#### [YOUR OBJECTIVE]
Write the data out again in full, with no departure from the original.

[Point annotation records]
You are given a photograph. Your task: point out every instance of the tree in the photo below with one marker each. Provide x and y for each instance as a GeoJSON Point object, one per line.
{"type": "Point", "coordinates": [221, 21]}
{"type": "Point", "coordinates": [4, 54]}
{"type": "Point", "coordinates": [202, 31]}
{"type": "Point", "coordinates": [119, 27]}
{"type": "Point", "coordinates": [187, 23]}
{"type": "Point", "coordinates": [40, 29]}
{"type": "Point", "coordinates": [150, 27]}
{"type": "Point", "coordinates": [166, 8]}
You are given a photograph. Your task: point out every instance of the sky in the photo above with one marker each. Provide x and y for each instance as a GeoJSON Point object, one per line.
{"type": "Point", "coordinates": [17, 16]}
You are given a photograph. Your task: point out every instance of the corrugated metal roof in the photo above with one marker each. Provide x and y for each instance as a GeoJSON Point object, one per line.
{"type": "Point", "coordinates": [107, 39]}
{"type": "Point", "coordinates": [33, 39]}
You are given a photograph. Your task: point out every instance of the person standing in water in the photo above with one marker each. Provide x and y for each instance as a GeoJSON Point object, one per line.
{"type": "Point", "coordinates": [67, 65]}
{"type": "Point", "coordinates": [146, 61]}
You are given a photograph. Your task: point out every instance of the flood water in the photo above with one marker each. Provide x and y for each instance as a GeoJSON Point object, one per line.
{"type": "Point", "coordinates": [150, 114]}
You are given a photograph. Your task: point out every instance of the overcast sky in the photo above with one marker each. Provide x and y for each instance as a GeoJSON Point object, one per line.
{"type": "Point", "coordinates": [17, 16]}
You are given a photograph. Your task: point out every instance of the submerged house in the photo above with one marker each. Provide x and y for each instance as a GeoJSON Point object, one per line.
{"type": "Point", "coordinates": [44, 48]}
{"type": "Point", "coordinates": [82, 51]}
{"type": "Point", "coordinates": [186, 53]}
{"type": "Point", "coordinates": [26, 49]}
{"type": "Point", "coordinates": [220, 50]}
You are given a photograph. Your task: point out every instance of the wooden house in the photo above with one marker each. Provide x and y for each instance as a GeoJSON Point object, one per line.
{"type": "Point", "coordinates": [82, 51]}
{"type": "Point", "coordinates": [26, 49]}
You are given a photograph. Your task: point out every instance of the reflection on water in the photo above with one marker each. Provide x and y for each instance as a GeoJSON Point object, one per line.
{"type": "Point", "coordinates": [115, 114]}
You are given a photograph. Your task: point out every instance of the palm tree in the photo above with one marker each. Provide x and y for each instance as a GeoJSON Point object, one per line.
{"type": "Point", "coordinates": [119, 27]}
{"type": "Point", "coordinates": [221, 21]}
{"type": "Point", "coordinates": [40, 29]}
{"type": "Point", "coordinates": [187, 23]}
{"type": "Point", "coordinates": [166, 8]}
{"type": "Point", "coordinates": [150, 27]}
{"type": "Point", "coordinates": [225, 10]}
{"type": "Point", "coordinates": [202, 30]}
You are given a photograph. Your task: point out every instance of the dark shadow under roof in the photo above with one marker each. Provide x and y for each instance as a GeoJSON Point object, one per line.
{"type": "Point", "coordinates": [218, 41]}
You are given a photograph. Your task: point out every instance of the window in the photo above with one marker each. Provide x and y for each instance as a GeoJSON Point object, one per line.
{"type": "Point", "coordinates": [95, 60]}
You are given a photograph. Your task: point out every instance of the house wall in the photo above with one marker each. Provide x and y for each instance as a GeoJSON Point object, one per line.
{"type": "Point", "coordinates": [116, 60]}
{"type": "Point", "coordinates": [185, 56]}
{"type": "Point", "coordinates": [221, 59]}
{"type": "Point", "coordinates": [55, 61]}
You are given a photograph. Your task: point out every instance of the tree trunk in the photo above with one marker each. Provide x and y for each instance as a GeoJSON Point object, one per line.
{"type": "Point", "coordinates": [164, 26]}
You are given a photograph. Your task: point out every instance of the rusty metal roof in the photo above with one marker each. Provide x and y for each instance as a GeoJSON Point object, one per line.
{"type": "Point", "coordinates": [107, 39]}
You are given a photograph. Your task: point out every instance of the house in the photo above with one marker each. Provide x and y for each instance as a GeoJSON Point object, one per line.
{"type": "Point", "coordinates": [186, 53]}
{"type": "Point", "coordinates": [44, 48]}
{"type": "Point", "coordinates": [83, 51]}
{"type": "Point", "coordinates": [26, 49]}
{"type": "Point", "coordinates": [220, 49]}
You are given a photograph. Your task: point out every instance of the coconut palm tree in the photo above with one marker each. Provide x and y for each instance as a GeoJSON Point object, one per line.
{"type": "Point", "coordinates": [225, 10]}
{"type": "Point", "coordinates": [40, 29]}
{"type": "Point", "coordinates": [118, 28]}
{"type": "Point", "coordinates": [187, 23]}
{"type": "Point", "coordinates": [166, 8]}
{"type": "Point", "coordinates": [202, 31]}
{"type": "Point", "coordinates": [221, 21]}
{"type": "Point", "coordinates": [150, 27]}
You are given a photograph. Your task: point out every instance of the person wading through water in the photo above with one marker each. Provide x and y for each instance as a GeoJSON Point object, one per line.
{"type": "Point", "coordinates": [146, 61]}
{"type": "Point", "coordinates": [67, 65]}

#### [WRITTEN SOLUTION]
You are given a photograph. Your task: point out every instance of the tree in the photo below with one marker each. Provide x and y for each instance as a GeoJSON Point object, one per line.
{"type": "Point", "coordinates": [221, 21]}
{"type": "Point", "coordinates": [4, 54]}
{"type": "Point", "coordinates": [202, 31]}
{"type": "Point", "coordinates": [119, 27]}
{"type": "Point", "coordinates": [187, 23]}
{"type": "Point", "coordinates": [40, 29]}
{"type": "Point", "coordinates": [150, 27]}
{"type": "Point", "coordinates": [166, 8]}
You are given a photograph. Your task: point out every instance of the sky in the photo above with one marker each. Provide x and y for each instance as a GeoJSON Point object, one per line.
{"type": "Point", "coordinates": [17, 16]}
You are given a photograph. Your task: point out every instance of the corrugated metal roof in the photo above with one marker each. Provide x and y for each instance as a GeoJSON Point object, one per line.
{"type": "Point", "coordinates": [107, 39]}
{"type": "Point", "coordinates": [33, 39]}
You are given a photograph. Your task: point out every instance of the person standing in water in the photo above with one marker each. Provide x and y for each instance as a GeoJSON Point object, one per line.
{"type": "Point", "coordinates": [67, 65]}
{"type": "Point", "coordinates": [146, 61]}
You are given a photograph. Your task: point out every instance of the flood water in the photo above with one marker each. Provide x and y for each instance as a GeoJSON Point object, one per line.
{"type": "Point", "coordinates": [150, 114]}
You are given a photograph. Your task: point out every instance of the overcast sky in the photo above with one marker each. Provide x and y for each instance as a GeoJSON Point object, one per line.
{"type": "Point", "coordinates": [17, 16]}
You are given a photograph. Your task: point out every instance of the submerged house in the photo above with one marker each. Provide x and y for each instance as a GeoJSON Point object, one per line.
{"type": "Point", "coordinates": [44, 48]}
{"type": "Point", "coordinates": [82, 51]}
{"type": "Point", "coordinates": [186, 53]}
{"type": "Point", "coordinates": [26, 49]}
{"type": "Point", "coordinates": [220, 50]}
You are given a photograph. Your task: point out every instance of the wooden house in the photo above with one marker each. Provide x and y for each instance as a GeoJSON Point object, one per line.
{"type": "Point", "coordinates": [82, 51]}
{"type": "Point", "coordinates": [26, 49]}
You are given a photograph. Your task: point out every instance of the reflection on water in the photo above with one marker each. Provide x and y for each instance as a GeoJSON Point object, one per line.
{"type": "Point", "coordinates": [115, 114]}
You are given a photograph. Your task: point out every instance of the palm tree in the photo above with one marker each. Provide x and y for each instance as a GeoJSON Point object, one per line.
{"type": "Point", "coordinates": [119, 27]}
{"type": "Point", "coordinates": [221, 21]}
{"type": "Point", "coordinates": [40, 29]}
{"type": "Point", "coordinates": [187, 23]}
{"type": "Point", "coordinates": [166, 8]}
{"type": "Point", "coordinates": [150, 27]}
{"type": "Point", "coordinates": [225, 10]}
{"type": "Point", "coordinates": [202, 30]}
You are given a photograph. Your task: point out every instance of the dark shadow under roof in the photo above with one marker each. Provide x and y for each instance as a GeoJSON Point object, one per line.
{"type": "Point", "coordinates": [218, 41]}
You are given a photograph. Your task: point out every instance of the window in the photo above with one marker each. Provide x and y for each instance as a GeoJSON Point object, one per line.
{"type": "Point", "coordinates": [95, 60]}
You are given a photograph. Your task: point out every instance of the house wall in the photo above with one marker each. Provide x and y for each instance as a GeoJSON Point object, one per line.
{"type": "Point", "coordinates": [116, 60]}
{"type": "Point", "coordinates": [185, 56]}
{"type": "Point", "coordinates": [221, 59]}
{"type": "Point", "coordinates": [55, 61]}
You are given a photograph. Your task: point out every instance of the tree trunk in the photo above with one marker each. Provide x and y for each instance as a GeoJSON Point object, one per line.
{"type": "Point", "coordinates": [164, 26]}
You are given a photograph. Your task: point out every instance of the rusty metal roof in the photo above with one marker each. Provide x and y for each instance as a GeoJSON Point object, one per line.
{"type": "Point", "coordinates": [107, 39]}
You are given a photograph. Your task: point out every instance of the house in the photo above with one marker each. Provide x and y for each instance as a GeoJSON Point object, one per line.
{"type": "Point", "coordinates": [186, 53]}
{"type": "Point", "coordinates": [44, 48]}
{"type": "Point", "coordinates": [83, 51]}
{"type": "Point", "coordinates": [26, 49]}
{"type": "Point", "coordinates": [220, 49]}
You are given a photograph. Your task: point out every instance of the coconut palm tree in the photo above with one marker each. Provide x and y for each instance as a GeoJSON Point object, one per line.
{"type": "Point", "coordinates": [225, 10]}
{"type": "Point", "coordinates": [40, 29]}
{"type": "Point", "coordinates": [118, 28]}
{"type": "Point", "coordinates": [187, 23]}
{"type": "Point", "coordinates": [166, 8]}
{"type": "Point", "coordinates": [202, 31]}
{"type": "Point", "coordinates": [221, 21]}
{"type": "Point", "coordinates": [150, 27]}
You are given a photograph. Your task: point out every instance of the person wading through water in the photo above with one marker each. Provide x and y for each instance as a GeoJSON Point object, one per line.
{"type": "Point", "coordinates": [146, 61]}
{"type": "Point", "coordinates": [67, 65]}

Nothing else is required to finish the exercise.